• _WHAT THE TASK ASKS_
Print all of the records below verbatim, line for line, without altering anything.

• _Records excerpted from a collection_
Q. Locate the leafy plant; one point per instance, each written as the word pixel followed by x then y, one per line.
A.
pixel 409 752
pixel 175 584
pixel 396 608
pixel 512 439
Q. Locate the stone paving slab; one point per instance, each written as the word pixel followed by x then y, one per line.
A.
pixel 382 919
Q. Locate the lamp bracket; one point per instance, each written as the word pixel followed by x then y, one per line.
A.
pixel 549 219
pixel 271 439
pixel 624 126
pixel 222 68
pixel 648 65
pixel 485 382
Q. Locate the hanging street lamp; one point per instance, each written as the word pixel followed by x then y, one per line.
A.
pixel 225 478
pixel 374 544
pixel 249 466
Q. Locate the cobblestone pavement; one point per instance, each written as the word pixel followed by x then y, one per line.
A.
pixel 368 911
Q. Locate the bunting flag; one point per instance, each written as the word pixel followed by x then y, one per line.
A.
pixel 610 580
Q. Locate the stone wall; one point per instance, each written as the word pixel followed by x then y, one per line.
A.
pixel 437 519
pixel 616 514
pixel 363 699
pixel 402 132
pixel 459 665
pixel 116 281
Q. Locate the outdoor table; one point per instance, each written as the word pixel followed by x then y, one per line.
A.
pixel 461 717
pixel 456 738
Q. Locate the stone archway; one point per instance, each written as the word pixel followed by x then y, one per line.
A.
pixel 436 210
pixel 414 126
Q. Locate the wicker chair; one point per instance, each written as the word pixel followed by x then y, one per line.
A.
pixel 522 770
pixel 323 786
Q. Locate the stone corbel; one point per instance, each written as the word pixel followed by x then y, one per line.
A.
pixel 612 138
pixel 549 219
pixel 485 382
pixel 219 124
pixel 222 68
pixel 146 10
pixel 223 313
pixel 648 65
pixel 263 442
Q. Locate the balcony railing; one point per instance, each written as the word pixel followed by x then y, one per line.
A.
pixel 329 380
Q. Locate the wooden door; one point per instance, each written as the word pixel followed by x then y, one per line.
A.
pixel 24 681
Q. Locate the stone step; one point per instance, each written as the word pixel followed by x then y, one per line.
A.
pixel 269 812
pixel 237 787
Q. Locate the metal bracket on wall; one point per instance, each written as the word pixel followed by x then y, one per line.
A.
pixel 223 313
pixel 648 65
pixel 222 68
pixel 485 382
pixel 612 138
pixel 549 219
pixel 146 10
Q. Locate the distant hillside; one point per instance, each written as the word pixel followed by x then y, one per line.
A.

• _THE OUTPUT_
Q. Locate the leafy plant; one point per instance, each written as the word pixel followed by x then y, one per line.
A.
pixel 409 752
pixel 175 584
pixel 396 608
pixel 512 439
Q. Locate the stone paving slab; one point per instance, each written as the word pixel followed by x then y, one per line.
A.
pixel 382 919
Q. Locate the lamp bracket; one point per instance, each written as the word pixel followed by x then y, one per line.
A.
pixel 549 219
pixel 271 439
pixel 624 126
pixel 222 68
pixel 648 65
pixel 485 382
Q. Locate the hanging street lamp; one point per instance, each written as the word pixel followed by x then y, one per line.
A.
pixel 225 478
pixel 374 544
pixel 249 466
Q. Locate the cobblestone pavement; one point per instance, each written as the word pixel followed by x then y, one per line.
A.
pixel 368 911
Q. Locate the bunting flag; one point per instance, each written as the word pixel followed by x then y, one per line.
A.
pixel 610 580
Q. Locate the stone wall; one point per instance, each written as the word pixel followed by x then y, one per line.
A.
pixel 437 519
pixel 616 514
pixel 363 699
pixel 402 132
pixel 459 665
pixel 116 281
Q. Locate the outdoor table; one point per instance, each written as the word pixel followed by x then y, one per line.
A.
pixel 461 717
pixel 456 738
Q. Locate the stone archway; one point per instance, each written as the word pixel followed by x then y, one per line.
A.
pixel 436 210
pixel 414 126
Q. Locate the wicker chair; one point per instance, each written as the word pixel followed by x then y, one per line.
A.
pixel 522 770
pixel 323 786
Q. Locate the stone corbel; one point per instance, each written as the word pixel followed by x then y, one per line.
A.
pixel 612 138
pixel 549 219
pixel 485 382
pixel 219 124
pixel 222 68
pixel 146 10
pixel 223 313
pixel 648 65
pixel 263 442
Q. Locate the balcony railing; one point per instance, each written as the word pixel followed by x then y, one per line.
A.
pixel 329 380
Q. Locate the wooden door; one point per instance, each written as the word pixel followed by x then y, one per line.
A.
pixel 24 681
Q. Locate the stone step; one point per instance, each written as the word pixel followed by x then y, one per line.
A.
pixel 269 812
pixel 237 787
Q. Locate the metal bracket on wall; one point per instance, each written as the word pixel followed by x then y, one per line.
A.
pixel 223 313
pixel 648 65
pixel 222 68
pixel 485 382
pixel 612 138
pixel 549 219
pixel 146 10
Q. Locate the distant hillside; one point per instance, each written as the word pixel followed by x then y, one per line.
A.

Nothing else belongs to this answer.